Return every one of the following lines unchanged, keeping each character and line break as it appears.

***** MATERIALS PROVIDED *****

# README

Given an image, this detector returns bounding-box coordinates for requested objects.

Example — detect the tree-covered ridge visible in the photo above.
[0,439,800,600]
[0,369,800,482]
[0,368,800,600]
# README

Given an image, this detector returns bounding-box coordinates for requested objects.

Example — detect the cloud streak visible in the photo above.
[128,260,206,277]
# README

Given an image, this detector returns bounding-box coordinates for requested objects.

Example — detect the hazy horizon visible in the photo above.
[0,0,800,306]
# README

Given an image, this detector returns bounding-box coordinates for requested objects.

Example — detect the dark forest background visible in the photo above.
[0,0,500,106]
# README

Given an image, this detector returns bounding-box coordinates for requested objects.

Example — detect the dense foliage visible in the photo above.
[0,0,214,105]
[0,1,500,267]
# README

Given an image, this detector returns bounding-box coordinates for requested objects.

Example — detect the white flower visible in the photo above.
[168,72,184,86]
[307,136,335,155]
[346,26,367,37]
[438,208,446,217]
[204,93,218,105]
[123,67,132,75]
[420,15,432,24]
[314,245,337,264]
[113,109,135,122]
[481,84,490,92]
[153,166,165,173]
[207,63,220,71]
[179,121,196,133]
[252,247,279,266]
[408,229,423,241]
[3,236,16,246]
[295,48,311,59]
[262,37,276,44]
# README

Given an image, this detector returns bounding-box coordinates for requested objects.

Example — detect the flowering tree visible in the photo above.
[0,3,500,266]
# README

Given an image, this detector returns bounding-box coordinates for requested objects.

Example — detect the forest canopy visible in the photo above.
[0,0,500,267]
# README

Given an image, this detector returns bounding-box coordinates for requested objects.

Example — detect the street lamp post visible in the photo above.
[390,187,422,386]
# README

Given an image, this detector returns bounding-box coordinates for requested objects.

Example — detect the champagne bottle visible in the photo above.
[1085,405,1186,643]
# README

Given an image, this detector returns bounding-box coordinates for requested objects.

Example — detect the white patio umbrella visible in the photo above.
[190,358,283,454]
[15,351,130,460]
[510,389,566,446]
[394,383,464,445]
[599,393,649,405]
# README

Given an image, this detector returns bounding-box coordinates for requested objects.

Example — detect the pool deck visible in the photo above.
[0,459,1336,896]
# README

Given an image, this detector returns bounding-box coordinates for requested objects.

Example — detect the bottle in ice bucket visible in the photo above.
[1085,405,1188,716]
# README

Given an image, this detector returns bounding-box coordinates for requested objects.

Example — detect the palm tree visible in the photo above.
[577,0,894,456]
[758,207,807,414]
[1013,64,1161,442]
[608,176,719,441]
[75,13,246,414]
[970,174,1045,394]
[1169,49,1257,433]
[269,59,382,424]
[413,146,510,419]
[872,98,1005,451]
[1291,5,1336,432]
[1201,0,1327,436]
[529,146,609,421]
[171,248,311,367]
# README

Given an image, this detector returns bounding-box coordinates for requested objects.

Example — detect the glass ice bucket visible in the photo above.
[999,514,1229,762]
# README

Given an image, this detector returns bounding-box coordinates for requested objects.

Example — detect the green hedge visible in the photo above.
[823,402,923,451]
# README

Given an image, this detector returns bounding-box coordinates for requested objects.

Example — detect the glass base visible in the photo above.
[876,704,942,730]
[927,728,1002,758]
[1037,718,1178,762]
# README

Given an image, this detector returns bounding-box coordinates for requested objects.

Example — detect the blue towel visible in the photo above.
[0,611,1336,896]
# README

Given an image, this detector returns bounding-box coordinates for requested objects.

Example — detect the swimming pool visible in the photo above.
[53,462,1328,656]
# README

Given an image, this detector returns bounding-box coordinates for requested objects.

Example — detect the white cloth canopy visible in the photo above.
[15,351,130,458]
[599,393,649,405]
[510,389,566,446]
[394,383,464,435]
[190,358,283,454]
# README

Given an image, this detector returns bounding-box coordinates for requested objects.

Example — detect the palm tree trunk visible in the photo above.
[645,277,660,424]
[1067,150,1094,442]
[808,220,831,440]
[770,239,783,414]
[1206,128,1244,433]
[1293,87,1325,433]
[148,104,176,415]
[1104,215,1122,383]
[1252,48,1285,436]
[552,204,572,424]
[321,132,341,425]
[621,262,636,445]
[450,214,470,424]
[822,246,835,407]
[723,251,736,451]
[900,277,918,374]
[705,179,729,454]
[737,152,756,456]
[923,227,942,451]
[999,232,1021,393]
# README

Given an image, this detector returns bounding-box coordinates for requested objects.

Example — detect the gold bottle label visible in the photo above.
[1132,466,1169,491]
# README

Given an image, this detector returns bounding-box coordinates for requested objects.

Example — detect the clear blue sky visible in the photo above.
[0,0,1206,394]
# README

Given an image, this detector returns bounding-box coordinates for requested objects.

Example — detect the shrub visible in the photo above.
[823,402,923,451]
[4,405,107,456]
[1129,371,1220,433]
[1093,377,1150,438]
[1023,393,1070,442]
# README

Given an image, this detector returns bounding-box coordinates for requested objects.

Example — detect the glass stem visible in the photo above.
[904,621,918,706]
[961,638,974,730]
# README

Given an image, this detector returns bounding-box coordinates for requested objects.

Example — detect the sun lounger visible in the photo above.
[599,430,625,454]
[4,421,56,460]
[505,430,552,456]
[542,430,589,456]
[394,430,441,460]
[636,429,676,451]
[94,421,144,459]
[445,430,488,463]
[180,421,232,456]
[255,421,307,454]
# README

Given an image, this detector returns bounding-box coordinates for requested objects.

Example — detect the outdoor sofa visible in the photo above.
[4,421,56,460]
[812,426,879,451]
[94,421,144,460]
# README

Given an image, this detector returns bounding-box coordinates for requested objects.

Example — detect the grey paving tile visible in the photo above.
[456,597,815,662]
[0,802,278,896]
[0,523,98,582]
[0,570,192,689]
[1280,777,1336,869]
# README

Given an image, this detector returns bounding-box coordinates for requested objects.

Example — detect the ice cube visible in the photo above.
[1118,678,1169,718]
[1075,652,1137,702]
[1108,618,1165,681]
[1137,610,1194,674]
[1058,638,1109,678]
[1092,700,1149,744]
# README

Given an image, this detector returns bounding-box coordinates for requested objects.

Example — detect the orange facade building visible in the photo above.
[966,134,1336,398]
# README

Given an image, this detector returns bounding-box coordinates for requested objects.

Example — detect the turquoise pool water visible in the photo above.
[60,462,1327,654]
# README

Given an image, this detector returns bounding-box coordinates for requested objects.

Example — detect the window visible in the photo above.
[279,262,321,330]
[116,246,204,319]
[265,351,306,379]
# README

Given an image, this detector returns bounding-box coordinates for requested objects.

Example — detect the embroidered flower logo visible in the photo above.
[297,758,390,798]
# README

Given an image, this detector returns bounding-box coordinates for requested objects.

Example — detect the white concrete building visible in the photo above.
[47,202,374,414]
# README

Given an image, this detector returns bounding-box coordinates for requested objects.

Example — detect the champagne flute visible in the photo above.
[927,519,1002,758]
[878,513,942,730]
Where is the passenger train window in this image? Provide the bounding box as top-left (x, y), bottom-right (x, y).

*****

## ANSWER BELOW
# README

Given an image, this detector returns bounding-box coordinates for requested objects.

Example — detect the tree-covered ridge visible in the photo above.
[0,439,800,600]
[0,369,800,482]
[0,368,800,600]
# README

Given an image, this detector returns bounding-box coordinates for requested objects.

Example — detect the cloud streak visible in the photo above.
[128,260,206,277]
# README

Given an image, this detector returns bounding-box coordinates for requested objects.

Example — detect the hazy horizon visible in the photo above.
[0,0,800,306]
# README

Given an image, this detector returns bounding-box coordinates for requested objects.

Example — detect the dark forest background visible in the photo above.
[0,0,500,106]
# README

Given an image, this detector returns bounding-box coordinates for requested objects.

Example — detect the dense foliage visible in the photo above.
[0,0,214,105]
[0,1,500,267]
# README

Given an image, this detector returns bounding-box coordinates for requested objects.

Example — detect the white flower visible in the photo above.
[168,72,184,86]
[307,136,335,155]
[346,26,367,37]
[438,208,446,217]
[204,93,218,105]
[123,67,132,75]
[420,15,432,24]
[314,245,337,264]
[113,109,135,122]
[481,84,490,92]
[153,166,165,173]
[207,63,220,71]
[179,121,196,133]
[252,247,279,266]
[408,229,423,241]
[3,236,16,246]
[295,48,311,59]
[262,37,276,44]
# README

Given an image, this detector returns bounding-box coordinates for requested objects.

Example — detect the flowering tree visible in the photo above.
[0,3,500,266]
# README

Given an image, this detector returns bounding-box coordinates for requested objects.

Example — detect the forest canopy visible in the photo above.
[0,0,500,267]
# README

Given an image, this detector returns bounding-box coordinates for requested objects.

Example — detect the street lamp post visible in the photo above.
[390,187,422,386]
# README

Given an image, this detector returns bounding-box coordinates for requested objects.

Example — detect the champagne bottle visible in the photo above.
[1085,405,1186,643]
# README

Given an image, this detector returns bounding-box coordinates for requested objects.

Example — detect the white patio umbrella visible in the photo above.
[190,358,283,454]
[15,351,130,460]
[510,389,566,446]
[394,383,464,445]
[599,393,649,405]
# README

Given an image, this detector returns bounding-box coordinates for requested objects.

Example — detect the pool deck visible in the photo above.
[0,459,1336,896]
# README

Given an image, this detector returns bounding-box coordinates for requested objects.

Example — detect the bottle in ice bucket visible in the photo above.
[1085,405,1188,716]
# README

Given an image, this detector returns bounding-box coordinates for requested objects.

Example — detect the palm tree visible in the photo above.
[577,0,894,456]
[758,207,807,414]
[1013,64,1161,442]
[608,176,719,441]
[75,13,246,414]
[970,174,1045,394]
[1169,49,1257,433]
[269,59,382,424]
[413,146,510,419]
[872,98,1005,451]
[1291,5,1336,432]
[1201,0,1327,436]
[529,146,609,421]
[171,248,311,367]
# README

Given an image, this detector returns bounding-box coordinates for requested objects.

Example — detect the glass ice bucket visible in the photo above.
[999,514,1229,762]
# README

Given an image, this detector returns bounding-box coordinates for requested objects.

Example — detect the green hedge visible in the photo above.
[823,402,923,451]
# README

Given an image, this detector returns bounding-box coordinates for requested objects.

Example — detect the glass base visible in the photo above.
[876,704,942,730]
[927,728,1002,758]
[1037,718,1178,762]
# README

Given an image, this detector returns bounding-box coordinates for requested objects.

Example — detect the blue towel visible in the photo above.
[0,611,1336,896]
# README

Given an image, this detector returns bounding-box coordinates for requested objects.

Example — detect the swimming pool visible in the photo above.
[53,462,1328,656]
# README

Given an image, this detector returns bounding-box coordinates for requested objects.

Example — detect the white cloth canopy visible in the photo above.
[15,351,130,458]
[599,393,649,405]
[510,389,566,446]
[394,383,464,435]
[190,358,283,454]
# README

Given an image, this detector returns bounding-box coordinates for requested objects.

Example — detect the palm tree trunk visible in the photo above.
[645,277,660,424]
[1067,150,1094,442]
[808,220,831,440]
[770,239,783,414]
[1206,128,1244,433]
[1293,87,1325,433]
[148,104,176,415]
[1104,215,1122,383]
[1252,48,1285,436]
[552,204,572,424]
[321,132,341,425]
[621,262,636,445]
[450,214,470,424]
[822,246,835,407]
[723,251,736,451]
[900,277,918,374]
[705,179,729,454]
[737,152,756,456]
[923,227,942,451]
[999,232,1021,393]
# README

Given an image, this detector returns bounding-box coordinates for requested objects.

Example — detect the gold bottle label visible in the photo above.
[1132,466,1169,491]
# README

Given an image, this detector returns bounding-box coordinates for requested objects.

Example — detect the clear blue sky visible in the photo above.
[0,0,1206,394]
# README

Given an image, this detector returns bounding-box coordinates for requested objects.

Example — detect the shrub visible in the photo above.
[823,402,923,451]
[4,405,107,456]
[1129,371,1220,433]
[1093,377,1150,438]
[1023,393,1070,442]
# README

Given an image, this detector returns bounding-box coordinates for requested objects.

Example — detect the glass stem visible in the photo above.
[904,621,918,706]
[961,638,974,730]
# README

Given an image, this detector returns bounding-box coordinates for requested objects.

Example — detect the sun lounger visible in the photo above.
[599,430,625,454]
[4,421,56,460]
[505,430,552,456]
[542,430,589,456]
[394,430,441,460]
[636,429,676,451]
[94,421,144,459]
[445,430,488,463]
[180,421,232,456]
[255,421,307,454]
# README

Given an image, this detector returns bounding-box coordinates for requested objects.

Example — detect the outdoor sofa visible in the photo above.
[4,421,56,460]
[812,426,879,451]
[94,421,144,460]
# README

Given an image, this detector returns bounding-box coordinates for requested objects.

Example — detect the grey paving tile visible in the photo above.
[456,597,815,662]
[0,802,278,896]
[0,523,98,582]
[0,570,192,689]
[1280,777,1336,869]
# README

Given an image, this detector returns bounding-box coordinates for requested objects.

Example — detect the ice cube visible in the photo above.
[1118,678,1169,718]
[1075,652,1137,702]
[1108,618,1165,681]
[1137,610,1194,674]
[1058,638,1109,678]
[1092,700,1149,744]
# README

Given an image, this detector returns bounding-box coordinates for requested objects.

Example — detect the orange facade building visible in the photo above.
[966,134,1336,398]
# README

Given an image, this detector returns bounding-box coordinates for requested objects.

Example — detect the turquoise pool water visible in the photo above.
[60,462,1327,654]
# README

Given an image, this detector returns bounding-box coordinates for requested objects.

Example — detect the window visible in the photo above.
[279,262,321,330]
[116,246,204,319]
[265,351,306,379]
# README

Given an image, this detector returns bounding-box coordinates for requested objects.

Example — detect the embroidered flower logo visible in the photo above.
[297,758,390,798]
# README

Given an image, this detector returns bounding-box coordinates for requested objects.

Example — detect the white concrete building visible in the photo above.
[47,202,374,414]
# README

Given an image, this detector returns bounding-box coordinates for requested objects.

Example — detect the champagne flute visible in the photo above.
[927,519,1002,758]
[878,513,942,730]
Where is the passenger train window in this image? Provide the bounding box as top-left (x, y), bottom-right (x, y).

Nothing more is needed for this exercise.